## Zadania
1: Ilu centymetrów zabrakło Nikoli Horowskiej do zwycięstwa w skoku w dal według tekstu o mityngu Gorzów Jump Festival?
2: Kontynuuj tekst o mityngu Gorzów Jump Festival, zaczynając zaraz po jego ostatnim wierszu.

## Pokazany fragment
Maria Zhodzik nie pamięta żadnego skoku, a Nikola Horowska jest bardzo gościnna

Kobieta w sportowym stroju
Nikoli Horowskiej (ALKS AJP Gorzów) do zwycięstwa w skoku w dal zabrakło 5 centymetrów
Halowy mityng Gorzów Jump Festival przeszedł do historii. Zostanie zapamiętany jako impreza, która sprzyjała biciu rekordów, choć Maciej Lepiato drugi raz w karierze zaliczył zerówkę… Co po zawodach mówili lekkoatleci? No i dlaczego Anna Matuszewicz zarezerwowała wakacje w terminie mistrzostw Europy?

O przebiegu mityngu Gorzów Jump Festival, zwycięzcach i najlepszych wynikach pisaliśmy TUTAJ. Ale mamy także wypowiedzi, opinie, komentarze uczestników imprezy w Arenie Gorzów. Zapraszamy do lektury!

Zobaczymy, na co zdrowie pozwoli

Maria Zhodzik, zwyciężczyni skoku wzwyż – 1,98 (rekord życiowy)

(Zapisy adnotacji punktowych)
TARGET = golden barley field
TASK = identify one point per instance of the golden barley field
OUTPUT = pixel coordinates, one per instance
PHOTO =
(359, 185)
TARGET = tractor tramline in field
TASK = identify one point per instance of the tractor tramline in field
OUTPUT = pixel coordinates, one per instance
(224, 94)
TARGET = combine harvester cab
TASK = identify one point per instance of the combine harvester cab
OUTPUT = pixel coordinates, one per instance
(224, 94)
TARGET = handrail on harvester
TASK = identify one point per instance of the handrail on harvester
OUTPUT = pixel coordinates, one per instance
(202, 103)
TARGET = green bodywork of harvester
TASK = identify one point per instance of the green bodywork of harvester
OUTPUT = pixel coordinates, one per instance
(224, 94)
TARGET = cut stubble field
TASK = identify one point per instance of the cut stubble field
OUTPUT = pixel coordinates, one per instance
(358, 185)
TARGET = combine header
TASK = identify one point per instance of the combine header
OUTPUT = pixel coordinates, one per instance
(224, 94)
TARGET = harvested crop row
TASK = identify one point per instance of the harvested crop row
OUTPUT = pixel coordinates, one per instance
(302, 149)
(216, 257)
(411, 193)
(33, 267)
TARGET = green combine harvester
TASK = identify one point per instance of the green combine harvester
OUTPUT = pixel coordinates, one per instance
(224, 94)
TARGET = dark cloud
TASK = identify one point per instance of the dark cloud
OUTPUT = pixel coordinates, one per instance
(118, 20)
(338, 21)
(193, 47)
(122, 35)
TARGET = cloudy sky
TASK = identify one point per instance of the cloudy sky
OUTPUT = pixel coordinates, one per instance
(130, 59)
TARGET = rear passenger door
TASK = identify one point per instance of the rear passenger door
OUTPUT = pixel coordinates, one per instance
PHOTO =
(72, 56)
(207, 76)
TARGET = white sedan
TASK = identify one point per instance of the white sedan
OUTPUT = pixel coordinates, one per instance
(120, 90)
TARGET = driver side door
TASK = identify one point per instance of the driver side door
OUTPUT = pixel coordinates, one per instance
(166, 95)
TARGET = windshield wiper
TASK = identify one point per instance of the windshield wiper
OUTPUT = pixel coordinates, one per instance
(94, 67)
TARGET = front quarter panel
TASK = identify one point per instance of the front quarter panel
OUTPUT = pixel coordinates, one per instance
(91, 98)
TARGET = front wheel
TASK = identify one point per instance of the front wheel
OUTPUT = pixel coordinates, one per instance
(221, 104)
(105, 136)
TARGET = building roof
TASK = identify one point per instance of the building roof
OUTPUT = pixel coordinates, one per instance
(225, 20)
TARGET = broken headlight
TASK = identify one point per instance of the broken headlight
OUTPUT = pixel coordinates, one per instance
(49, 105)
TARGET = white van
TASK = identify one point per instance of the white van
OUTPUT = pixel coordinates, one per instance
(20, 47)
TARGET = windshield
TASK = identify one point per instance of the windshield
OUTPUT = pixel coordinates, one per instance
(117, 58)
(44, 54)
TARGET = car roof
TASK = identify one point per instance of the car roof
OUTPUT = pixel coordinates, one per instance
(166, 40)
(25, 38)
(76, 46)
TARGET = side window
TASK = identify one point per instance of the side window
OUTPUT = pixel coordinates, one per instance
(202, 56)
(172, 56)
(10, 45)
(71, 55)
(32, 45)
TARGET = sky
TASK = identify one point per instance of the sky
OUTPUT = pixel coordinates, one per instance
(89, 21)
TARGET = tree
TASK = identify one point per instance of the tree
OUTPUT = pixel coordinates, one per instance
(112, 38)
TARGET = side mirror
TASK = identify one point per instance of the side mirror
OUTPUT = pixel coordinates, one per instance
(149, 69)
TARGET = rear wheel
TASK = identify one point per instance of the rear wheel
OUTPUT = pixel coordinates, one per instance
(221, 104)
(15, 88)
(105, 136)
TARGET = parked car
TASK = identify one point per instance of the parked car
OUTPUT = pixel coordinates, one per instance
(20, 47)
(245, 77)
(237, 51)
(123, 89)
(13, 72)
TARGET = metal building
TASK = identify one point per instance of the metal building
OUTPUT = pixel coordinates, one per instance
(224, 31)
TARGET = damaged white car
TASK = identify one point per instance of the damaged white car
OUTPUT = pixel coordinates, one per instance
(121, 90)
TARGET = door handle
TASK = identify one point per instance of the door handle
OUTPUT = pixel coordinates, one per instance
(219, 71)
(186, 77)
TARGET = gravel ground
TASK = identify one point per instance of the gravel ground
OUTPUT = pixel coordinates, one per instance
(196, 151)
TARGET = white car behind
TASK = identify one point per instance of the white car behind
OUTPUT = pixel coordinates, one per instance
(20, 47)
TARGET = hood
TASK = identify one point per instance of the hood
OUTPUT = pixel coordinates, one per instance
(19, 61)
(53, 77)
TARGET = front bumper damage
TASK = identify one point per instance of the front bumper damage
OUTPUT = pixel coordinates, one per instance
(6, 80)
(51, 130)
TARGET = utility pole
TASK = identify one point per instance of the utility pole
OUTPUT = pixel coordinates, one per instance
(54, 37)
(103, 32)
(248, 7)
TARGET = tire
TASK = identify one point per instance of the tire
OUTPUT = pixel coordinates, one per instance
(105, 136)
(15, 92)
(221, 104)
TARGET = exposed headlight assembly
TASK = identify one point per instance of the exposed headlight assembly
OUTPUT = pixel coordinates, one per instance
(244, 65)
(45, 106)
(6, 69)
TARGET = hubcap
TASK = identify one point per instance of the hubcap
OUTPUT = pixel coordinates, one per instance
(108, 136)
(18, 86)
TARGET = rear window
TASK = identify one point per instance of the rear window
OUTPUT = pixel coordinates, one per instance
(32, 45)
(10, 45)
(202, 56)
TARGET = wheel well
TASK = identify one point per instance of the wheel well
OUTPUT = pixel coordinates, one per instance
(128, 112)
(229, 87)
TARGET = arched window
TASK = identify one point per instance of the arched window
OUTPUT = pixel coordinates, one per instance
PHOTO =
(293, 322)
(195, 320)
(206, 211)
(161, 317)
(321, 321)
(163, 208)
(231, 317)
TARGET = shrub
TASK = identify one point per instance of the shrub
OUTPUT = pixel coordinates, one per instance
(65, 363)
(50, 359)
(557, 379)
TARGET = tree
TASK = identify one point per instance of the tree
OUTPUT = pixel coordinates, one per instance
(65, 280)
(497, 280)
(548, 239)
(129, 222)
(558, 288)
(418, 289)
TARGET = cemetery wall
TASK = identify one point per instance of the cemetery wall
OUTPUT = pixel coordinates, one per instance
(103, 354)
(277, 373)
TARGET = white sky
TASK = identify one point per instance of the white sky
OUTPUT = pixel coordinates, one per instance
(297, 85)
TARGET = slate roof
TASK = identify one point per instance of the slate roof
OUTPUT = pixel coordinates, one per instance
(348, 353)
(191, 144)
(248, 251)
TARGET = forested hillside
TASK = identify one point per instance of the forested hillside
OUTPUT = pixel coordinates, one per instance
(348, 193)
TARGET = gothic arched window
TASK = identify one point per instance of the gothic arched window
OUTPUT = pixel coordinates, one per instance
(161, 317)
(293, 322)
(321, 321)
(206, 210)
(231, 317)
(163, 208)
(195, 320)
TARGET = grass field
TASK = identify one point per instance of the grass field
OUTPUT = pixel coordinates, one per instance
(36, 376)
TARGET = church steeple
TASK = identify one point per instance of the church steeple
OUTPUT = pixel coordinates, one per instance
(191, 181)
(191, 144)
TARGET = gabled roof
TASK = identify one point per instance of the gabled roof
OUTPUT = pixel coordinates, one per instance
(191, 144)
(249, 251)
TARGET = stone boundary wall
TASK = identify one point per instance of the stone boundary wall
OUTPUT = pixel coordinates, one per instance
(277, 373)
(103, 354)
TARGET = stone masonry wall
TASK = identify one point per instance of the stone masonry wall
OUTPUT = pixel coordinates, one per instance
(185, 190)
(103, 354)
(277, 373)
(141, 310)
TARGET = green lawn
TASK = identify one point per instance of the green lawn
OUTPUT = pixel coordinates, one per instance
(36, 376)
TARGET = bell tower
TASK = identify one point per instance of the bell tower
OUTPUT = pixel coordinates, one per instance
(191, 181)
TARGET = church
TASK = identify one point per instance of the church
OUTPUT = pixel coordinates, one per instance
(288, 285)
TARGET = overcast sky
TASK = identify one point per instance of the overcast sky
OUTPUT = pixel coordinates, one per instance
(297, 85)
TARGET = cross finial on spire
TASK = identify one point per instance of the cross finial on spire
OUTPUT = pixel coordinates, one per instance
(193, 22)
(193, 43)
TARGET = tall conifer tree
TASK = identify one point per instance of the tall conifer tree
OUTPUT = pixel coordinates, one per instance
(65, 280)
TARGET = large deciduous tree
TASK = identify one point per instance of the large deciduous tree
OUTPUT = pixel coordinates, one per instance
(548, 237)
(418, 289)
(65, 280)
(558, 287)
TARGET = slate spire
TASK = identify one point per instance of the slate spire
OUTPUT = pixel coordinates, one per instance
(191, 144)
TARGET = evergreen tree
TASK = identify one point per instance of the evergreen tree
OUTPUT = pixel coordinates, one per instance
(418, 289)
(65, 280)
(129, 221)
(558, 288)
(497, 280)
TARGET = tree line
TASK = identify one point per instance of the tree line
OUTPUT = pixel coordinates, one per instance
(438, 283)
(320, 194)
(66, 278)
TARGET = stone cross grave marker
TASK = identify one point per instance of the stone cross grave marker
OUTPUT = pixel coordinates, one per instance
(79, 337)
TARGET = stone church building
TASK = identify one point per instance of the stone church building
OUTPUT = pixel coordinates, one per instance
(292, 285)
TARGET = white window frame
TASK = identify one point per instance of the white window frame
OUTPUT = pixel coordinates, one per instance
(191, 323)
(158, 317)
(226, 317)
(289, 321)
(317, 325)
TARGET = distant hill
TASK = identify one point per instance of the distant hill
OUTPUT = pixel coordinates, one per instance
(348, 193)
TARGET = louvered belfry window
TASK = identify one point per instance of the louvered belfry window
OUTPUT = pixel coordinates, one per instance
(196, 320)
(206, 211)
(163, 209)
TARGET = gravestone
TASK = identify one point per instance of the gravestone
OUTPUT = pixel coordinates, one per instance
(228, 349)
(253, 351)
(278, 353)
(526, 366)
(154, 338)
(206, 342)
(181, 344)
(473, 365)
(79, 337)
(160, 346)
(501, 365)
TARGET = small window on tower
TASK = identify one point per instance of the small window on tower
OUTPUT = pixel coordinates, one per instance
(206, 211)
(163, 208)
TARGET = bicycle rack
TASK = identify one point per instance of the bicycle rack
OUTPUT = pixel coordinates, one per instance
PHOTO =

## Odpowiedzi do ćwiczenia
1: Zabrakło jej 5 centymetrów.

2:
To bardzo dobry wynik. Szczerze mówiąc, nie oczekiwałam takiego wyniku. Na pewno jestem zadowolona. Nie pamiętam żadnego skoku, muszę to obejrzeć. Bardzo się cieszę, że zaatakowałam dwa metry, spróbowałam, mam doświadczenie. Następnym razem, kiedy będzie dwa metry, to może się uda, a może nie, ale mam nadzieję, że tak. Przez ostatni miesiąc było ciężko z kontuzją i teraz jeszcze walczymy z tym. Na razie szykujemy się do mistrzostw Europy, a potem zobaczymy, na co zdrowie pozwoli.

Maria Zhodzik

W tym sezonie się nie podpalam

Anna Matuszewicz, zwyciężczyni skoku w dal – 6,61 (halowy rekord Polski U-23)

Oby w lutym było jeszcze dalej, bo rozkręcam się, jestem jeszcze w treningu, nie jestem „wyświeżona”. Ale na spokojnie, w tym sezonie się nie podpalam. Jest zdrowie, jest wszystko na swoim miejscu, wszystko jest poukładane tak, jak w końcu powinno być. Dziś mogło być jeszcze trochę dalej, ten skok nie był bardzo dobry, był po prostu dobry.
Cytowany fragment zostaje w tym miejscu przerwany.